◆ Passage given:
....................
The parties do not contest that FAM has adequately alleged injury, see generally [ECF Nos. 22, 26, 29], so the Court will not address that element.
As an initial matter, AIP argues that FAM's fraud counterclaim cannot be premised on the oral statements referenced in FAM's answer because FAM's allegations regarding those oral statements do not satisfy the heightened pleading requirements of Federal Rule of Civil Procedure 9(b). [ECF No. 22 at 17]. AIP further asserts that the counterclaim (and the affirmative defense based on the same alleged fraud) must be dismissed because (1) the allegedly fraudulent statements were puffery or opinion, (2) FAM has failed to plausibly plead fraudulent intent, and (3) FAM has failed to properly plead reasonable reliance. [Id. at 8-16; ECF No. 29 at 2-10].
....................
◆ Dataset excerpt:
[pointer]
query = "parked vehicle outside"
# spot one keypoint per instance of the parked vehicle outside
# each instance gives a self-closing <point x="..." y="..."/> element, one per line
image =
....................
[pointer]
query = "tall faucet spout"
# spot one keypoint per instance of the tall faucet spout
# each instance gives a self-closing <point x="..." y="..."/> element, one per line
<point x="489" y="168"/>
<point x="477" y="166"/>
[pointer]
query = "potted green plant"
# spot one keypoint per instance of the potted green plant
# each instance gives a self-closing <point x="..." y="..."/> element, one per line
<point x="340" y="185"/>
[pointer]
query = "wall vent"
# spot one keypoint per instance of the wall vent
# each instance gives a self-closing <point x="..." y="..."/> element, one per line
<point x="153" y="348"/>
....................
◆ To do:
[1] Copy out the whole court passage on the fraud counterclaim word for word.
[2] Pull out each line of the rows that contains the string "tall". Only matches with the same capitalization count.

◆ Final answers:
[1]
The parties do not contest that FAM has adequately alleged injury, see generally [ECF Nos. 22, 26, 29], so the Court will not address that element.
As an initial matter, AIP argues that FAM's fraud counterclaim cannot be premised on the oral statements referenced in FAM's answer because FAM's allegations regarding those oral statements do not satisfy the heightened pleading requirements of Federal Rule of Civil Procedure 9(b). [ECF No. 22 at 17]. AIP further asserts that the counterclaim (and the affirmative defense based on the same alleged fraud) must be dismissed because (1) the allegedly fraudulent statements were puffery or opinion, (2) FAM has failed to plausibly plead fraudulent intent, and (3) FAM has failed to properly plead reasonable reliance. [Id. at 8-16; ECF No. 29 at 2-10].

[2]
query = "tall faucet spout"
# spot one keypoint per instance of the tall faucet spout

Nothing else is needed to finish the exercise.